Der Belcantismo, war also die Frucht einer denkwürdigen Leistung, die
Vokalisten, Instrumentalisten und Komponisten gemeinsam, sich gegenseitig
ergänzend, fördernd und anstachelnd, auf dem Gebiet der Phantasie, der
virtuosen Technik erbrachten. Das italienische 'Melodramma' entwickelte sich
hedonistisch und virtuosistisch, weil es ein Kind seiner Zeit war. Damit
stellte es durchaus nicht ein isoliertes Phänomen dar; die gesamte Musik der
barocken Ara war virtuosistisch und hedonistisch ausgerichtet; sie wollte
die gleichen Emotionen, das gleiche Staunen erwecken, wie die Dichter,
Maler, Bildhauer und Architekten.
=======
• **DIE AUFGABE**:
Stimmen die folgenden Aussagen mit dem Lesetext oben überein? Antworte jeweils mit Ja oder Nein und zitiere die entscheidenden Worte des Lesetexts wörtlich.
1. Das italienische Melodramma war ein isoliertes Phänomen.
2. Die Musik wollte die gleichen Emotionen erwecken wie die Dichter und Maler.
3. Der Belcantismo war allein die Leistung der Komponisten.
=======
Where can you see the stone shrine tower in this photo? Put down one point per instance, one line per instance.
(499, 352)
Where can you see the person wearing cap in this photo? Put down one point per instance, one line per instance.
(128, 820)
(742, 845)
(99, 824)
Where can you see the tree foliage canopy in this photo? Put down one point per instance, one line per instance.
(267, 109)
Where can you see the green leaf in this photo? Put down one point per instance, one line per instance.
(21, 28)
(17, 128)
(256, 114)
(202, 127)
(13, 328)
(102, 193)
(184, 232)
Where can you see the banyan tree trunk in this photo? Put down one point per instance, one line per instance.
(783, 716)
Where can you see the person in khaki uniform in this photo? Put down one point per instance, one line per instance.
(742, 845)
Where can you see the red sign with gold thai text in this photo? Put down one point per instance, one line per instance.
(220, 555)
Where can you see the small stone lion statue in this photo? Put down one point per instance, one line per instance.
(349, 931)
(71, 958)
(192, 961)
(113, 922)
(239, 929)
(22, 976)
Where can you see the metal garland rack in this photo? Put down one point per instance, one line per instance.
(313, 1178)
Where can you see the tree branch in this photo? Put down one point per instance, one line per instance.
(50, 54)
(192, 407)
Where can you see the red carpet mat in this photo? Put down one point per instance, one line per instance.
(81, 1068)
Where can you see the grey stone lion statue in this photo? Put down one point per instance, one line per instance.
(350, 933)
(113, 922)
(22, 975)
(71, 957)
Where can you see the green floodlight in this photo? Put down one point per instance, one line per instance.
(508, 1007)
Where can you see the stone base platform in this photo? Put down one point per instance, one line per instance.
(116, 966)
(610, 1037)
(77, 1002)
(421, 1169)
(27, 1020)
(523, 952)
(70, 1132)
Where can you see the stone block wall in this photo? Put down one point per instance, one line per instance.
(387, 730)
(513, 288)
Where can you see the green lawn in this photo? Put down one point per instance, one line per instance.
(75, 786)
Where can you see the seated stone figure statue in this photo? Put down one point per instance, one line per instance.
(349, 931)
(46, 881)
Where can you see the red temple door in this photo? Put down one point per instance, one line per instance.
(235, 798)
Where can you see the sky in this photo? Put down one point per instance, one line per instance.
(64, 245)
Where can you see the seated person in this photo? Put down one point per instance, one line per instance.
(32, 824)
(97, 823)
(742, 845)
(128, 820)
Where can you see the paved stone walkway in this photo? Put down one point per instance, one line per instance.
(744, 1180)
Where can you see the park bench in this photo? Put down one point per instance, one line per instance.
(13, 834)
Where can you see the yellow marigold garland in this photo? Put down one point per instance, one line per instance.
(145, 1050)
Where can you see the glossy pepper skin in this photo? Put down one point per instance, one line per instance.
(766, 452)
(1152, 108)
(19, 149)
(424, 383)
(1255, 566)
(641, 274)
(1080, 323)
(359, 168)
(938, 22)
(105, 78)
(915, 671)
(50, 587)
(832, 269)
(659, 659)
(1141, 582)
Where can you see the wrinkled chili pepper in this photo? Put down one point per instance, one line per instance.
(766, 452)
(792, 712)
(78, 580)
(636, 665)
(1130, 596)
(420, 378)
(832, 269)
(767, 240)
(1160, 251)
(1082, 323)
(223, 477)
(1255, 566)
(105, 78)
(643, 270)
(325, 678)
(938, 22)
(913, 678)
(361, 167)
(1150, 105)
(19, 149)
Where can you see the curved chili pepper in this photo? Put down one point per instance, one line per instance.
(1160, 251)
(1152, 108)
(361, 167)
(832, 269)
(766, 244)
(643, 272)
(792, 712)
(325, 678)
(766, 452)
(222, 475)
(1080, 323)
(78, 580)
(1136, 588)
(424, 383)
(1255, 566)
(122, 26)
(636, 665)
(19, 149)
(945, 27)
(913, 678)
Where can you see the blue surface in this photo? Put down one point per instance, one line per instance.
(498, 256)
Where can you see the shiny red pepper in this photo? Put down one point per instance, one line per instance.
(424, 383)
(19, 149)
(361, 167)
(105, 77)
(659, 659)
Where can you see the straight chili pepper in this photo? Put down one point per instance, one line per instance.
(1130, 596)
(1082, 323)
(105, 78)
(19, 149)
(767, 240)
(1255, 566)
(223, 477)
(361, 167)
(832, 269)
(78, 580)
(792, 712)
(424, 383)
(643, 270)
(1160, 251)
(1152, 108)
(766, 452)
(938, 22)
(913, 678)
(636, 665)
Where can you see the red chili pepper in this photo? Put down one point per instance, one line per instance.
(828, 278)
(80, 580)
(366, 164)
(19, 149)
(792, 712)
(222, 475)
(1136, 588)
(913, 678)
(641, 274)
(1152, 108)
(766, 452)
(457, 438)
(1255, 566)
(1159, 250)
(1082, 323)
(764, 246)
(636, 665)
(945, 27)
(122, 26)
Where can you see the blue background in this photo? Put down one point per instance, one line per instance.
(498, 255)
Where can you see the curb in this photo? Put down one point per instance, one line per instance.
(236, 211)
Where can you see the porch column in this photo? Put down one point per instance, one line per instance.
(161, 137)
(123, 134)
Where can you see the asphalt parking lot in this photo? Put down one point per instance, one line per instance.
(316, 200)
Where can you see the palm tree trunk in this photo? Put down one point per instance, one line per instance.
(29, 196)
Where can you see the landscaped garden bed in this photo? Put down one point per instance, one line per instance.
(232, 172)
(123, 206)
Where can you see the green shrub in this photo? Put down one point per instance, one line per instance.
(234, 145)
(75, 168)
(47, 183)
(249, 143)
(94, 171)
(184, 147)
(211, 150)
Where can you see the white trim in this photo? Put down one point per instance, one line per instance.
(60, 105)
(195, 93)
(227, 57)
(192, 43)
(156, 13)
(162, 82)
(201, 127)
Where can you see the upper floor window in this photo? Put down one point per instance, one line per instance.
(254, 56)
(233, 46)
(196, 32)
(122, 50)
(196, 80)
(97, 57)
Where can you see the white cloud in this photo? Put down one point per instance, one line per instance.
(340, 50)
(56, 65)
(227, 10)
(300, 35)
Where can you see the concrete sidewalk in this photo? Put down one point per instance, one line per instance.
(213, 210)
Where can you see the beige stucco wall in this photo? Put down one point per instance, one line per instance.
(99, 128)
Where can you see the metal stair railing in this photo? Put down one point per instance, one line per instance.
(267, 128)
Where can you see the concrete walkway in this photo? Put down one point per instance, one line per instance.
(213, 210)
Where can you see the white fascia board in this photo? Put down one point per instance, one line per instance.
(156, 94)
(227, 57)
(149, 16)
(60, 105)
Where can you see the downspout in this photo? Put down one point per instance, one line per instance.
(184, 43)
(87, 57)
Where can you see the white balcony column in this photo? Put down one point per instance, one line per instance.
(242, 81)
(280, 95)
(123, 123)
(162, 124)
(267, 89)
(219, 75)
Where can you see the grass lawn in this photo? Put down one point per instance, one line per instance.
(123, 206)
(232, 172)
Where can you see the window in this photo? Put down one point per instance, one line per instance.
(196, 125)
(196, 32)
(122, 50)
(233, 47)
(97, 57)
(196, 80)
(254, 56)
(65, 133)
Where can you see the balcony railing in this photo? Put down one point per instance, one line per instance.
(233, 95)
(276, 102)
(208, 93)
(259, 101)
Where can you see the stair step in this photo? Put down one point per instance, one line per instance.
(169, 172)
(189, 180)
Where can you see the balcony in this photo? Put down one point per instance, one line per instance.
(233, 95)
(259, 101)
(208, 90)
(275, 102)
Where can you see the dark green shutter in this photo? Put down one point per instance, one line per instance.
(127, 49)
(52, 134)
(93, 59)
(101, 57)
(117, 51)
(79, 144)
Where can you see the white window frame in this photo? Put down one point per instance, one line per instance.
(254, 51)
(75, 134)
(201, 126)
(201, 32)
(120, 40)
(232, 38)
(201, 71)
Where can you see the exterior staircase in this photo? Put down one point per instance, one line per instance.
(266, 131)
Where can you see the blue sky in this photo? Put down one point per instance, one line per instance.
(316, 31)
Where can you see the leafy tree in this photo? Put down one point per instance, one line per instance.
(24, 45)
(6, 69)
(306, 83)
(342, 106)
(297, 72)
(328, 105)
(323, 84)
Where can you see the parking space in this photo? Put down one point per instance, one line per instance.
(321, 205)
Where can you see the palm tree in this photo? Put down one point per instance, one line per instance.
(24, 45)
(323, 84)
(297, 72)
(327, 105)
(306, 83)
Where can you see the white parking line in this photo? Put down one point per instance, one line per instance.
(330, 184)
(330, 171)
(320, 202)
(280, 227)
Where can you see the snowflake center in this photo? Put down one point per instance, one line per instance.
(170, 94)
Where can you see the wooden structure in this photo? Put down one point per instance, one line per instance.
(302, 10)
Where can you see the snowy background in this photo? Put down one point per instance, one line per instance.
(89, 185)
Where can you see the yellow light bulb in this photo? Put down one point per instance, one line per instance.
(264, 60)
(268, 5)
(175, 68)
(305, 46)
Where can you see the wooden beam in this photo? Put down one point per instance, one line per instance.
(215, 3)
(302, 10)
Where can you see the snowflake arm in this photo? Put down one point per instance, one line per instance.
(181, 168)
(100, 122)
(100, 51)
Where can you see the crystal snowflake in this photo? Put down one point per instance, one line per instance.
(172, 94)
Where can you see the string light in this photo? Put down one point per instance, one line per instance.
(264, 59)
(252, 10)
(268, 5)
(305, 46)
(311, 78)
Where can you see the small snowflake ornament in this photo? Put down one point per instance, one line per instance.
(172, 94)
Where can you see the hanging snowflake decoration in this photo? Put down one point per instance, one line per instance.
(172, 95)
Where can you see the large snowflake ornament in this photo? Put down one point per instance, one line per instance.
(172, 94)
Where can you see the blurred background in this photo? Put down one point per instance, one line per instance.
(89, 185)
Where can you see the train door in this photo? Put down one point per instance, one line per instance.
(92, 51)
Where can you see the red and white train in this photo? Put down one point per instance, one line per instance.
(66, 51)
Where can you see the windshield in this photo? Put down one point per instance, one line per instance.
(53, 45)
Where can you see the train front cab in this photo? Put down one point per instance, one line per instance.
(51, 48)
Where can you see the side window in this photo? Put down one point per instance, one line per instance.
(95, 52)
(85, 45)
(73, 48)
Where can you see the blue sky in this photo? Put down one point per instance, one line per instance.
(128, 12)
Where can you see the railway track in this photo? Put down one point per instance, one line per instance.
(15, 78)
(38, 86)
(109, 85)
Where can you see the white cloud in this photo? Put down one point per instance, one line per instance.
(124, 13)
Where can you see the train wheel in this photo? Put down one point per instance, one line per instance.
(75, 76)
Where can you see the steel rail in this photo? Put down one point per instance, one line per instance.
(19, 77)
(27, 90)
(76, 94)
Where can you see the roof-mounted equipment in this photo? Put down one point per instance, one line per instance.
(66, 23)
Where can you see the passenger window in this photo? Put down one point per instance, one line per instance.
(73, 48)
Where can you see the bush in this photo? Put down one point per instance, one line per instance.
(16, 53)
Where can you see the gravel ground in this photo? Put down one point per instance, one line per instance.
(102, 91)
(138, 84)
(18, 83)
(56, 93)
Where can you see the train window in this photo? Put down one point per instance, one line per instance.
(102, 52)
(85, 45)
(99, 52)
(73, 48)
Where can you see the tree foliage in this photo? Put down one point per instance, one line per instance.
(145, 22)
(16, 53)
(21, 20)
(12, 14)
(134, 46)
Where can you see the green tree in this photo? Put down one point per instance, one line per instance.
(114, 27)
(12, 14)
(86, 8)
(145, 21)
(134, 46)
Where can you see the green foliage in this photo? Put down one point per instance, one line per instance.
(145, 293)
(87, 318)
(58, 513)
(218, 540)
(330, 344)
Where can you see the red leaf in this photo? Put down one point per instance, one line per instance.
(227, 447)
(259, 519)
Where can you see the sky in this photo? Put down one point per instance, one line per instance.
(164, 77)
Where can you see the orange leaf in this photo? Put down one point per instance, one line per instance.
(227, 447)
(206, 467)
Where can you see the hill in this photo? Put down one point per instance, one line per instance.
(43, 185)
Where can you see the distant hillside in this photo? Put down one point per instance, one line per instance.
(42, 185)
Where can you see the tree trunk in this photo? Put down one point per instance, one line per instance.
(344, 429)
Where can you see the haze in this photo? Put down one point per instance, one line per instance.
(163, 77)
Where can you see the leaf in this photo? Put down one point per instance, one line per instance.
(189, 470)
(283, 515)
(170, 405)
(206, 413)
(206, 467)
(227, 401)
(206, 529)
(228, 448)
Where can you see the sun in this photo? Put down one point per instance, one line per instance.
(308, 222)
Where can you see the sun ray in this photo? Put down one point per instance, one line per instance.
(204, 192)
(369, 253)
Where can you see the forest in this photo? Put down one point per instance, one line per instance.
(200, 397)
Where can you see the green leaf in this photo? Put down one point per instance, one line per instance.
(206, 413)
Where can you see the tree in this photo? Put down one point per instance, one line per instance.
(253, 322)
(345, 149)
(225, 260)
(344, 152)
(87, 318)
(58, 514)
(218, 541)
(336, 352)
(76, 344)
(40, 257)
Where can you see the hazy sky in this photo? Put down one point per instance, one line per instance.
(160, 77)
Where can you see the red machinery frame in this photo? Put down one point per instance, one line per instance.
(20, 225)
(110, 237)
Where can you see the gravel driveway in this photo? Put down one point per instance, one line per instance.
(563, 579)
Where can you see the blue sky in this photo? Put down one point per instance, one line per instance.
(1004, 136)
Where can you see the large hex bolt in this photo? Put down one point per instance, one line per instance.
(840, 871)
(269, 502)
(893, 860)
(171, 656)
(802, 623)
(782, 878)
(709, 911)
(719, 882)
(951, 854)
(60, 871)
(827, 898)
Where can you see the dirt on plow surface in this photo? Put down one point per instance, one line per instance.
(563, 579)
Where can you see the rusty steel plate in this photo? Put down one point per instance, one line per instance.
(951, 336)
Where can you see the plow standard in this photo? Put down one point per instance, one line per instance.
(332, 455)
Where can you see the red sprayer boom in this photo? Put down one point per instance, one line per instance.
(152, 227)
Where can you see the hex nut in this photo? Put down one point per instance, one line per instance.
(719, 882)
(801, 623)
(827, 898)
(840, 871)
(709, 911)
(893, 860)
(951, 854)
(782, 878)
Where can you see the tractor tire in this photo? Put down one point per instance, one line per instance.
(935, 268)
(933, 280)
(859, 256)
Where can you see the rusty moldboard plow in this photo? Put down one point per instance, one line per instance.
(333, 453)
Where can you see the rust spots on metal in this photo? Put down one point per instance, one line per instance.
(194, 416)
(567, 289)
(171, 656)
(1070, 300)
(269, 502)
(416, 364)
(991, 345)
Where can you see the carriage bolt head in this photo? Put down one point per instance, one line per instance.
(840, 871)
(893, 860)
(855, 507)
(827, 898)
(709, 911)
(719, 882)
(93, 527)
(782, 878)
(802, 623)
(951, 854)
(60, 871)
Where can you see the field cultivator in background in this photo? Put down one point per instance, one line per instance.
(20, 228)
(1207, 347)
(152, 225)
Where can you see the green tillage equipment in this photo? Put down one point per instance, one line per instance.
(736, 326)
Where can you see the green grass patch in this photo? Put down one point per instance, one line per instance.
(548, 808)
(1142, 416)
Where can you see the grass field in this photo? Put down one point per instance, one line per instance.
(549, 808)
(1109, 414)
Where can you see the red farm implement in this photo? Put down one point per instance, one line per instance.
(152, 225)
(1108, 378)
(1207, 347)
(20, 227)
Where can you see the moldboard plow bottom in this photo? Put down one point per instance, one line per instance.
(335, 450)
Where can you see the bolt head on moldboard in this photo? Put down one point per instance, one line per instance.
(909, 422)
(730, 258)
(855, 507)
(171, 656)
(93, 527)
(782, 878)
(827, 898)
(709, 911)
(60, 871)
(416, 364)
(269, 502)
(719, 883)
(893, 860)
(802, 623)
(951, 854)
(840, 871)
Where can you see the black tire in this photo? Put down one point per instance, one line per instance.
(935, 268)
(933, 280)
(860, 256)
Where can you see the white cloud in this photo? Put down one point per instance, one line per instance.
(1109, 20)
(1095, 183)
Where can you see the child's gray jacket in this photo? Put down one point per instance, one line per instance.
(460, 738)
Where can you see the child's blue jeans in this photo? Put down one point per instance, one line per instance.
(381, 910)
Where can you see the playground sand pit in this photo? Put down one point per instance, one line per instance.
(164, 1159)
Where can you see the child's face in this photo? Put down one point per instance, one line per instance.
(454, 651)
=======
• **LÖSUNG**:
1. Nein: „stellte es durchaus nicht ein isoliertes Phänomen dar“
2. Ja: „sie wollte die gleichen Emotionen, das gleiche Staunen erwecken, wie die Dichter, Maler, Bildhauer und Architekten“
3. Nein: „die Vokalisten, Instrumentalisten und Komponisten gemeinsam“